_Document segment:_
-------------------------
Defendant Rose arrived at the scene to provide back-up assistance to Brigman. Rose searched Wells and found a rock of crack cocaine in a pocket of his jacket. Wells was arrested, and Brigman transported him to the Crittenden County Detention Center. Wells claims that Brigman struck him during the booking process and knocked out one of his teeth. Brigman denies this charge and asserts that Wells made an aggressive move toward him and scratched his face, which resulted in Brigman charging Wells with third degree battery of a police officer. See docket entry #6, Attach.

In December 2005, the State filed a petition to revoke Wells' suspended sentence on grounds that he violated the conditions thereof by (1) wilful failure to pay court-ordered fines and costs; (2) possessing crack cocaine, and (3) committing third degree battery on a police officer. See Wells v. State, 2007 WL 757563, at *1 (Ark.App. March 14, 2007). At a revocation hearing, Crittenden County Circuit Court Judge David Burnett found that Wells violated his suspension in all three manners alleged by the State. Id. Judge Burnett revoked Wells' suspended sentence and sentenced him to 10 years imprisonment on his July 2005 felony conviction. Id., see also docket entry #29, attached transcript at 51.

At the revocation hearing, Wells' attorney moved for dismissal of the possession allegation, arguing that the crack cocaine possessed by Wells was discovered during an illegal search. See docket entry #29, Ex. C (Revocation Hr'g Tr.) at 46. Judge Burnett denied the motion. Id. Wells' attorney also moved for dismissal of the allegation that Wells committed third degree battery on a police officer. Judge Burnett denied the motion, finding that Wells scratched Brigman's face. See id. at 47.

Wells appealed, arguing that the evidence before Judge Burnett was insufficient to support revocation because the crack cocaine he possessed, and for which his suspension was revoked, was discovered by virtue of an illegal search. See Wells v. State, 2007 WL 757563, at *1 (Ark.App. March 14, 2007). The Arkansas Court of Appeals affirmed, stating: "Where the trial court expressly bases its decision on multiple independent grounds and appellant challenges only one on appeal, we will affirm without addressing any." See Wells v. State, 2007 WL 757563, at *1 (Ark.App. March 14, 2007).

Wells was not convicted of separate criminal charges that were filed against him related to the events of November 3, 2005. The charge of third degree battery against a police officer was nolle prossed, and a charge of possession of an illegal substance was dismissed as time-barred. See docket entry #29. Exs. D, E.

On March 5, 2007, Wells filed this lawsuit against Brigman, Rose, Judge Burnett, Crittenden County Deputy Prosecuting Attorney Lindsey J. Fairley, the State of Arkansas, the West Memphis Police Department, and the City of West Memphis. By order entered April 6, 2007, the Court dismissed Wells' claims against Burnett, Lindsey, the State, and the West Memphis Police Department. Remaining are Wells' claims against Brigman and Rose, sued in their individual and official capacities. Wells sues Brigman for unreasonable seizure and excessive force, and he sues Rose for unreasonable search. Defendants move for summary judgment on these remaining claims.
-------------------------
_Given data:_

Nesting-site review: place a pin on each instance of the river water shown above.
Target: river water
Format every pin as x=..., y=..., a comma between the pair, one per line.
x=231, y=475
-------------------------
_Set problem:_ Could you reproduce, word for word, the stretch of the Wells case excerpt from "Defendant Rose arrived" through "entry #6, Attach."?

_The answer:_
Defendant Rose arrived at the scene to provide back-up assistance to Brigman. Rose searched Wells and found a rock of crack cocaine in a pocket of his jacket. Wells was arrested, and Brigman transported him to the Crittenden County Detention Center. Wells claims that Brigman struck him during the booking process and knocked out one of his teeth. Brigman denies this charge and asserts that Wells made an aggressive move toward him and scratched his face, which resulted in Brigman charging Wells with third degree battery of a police officer. See docket entry #6, Attach.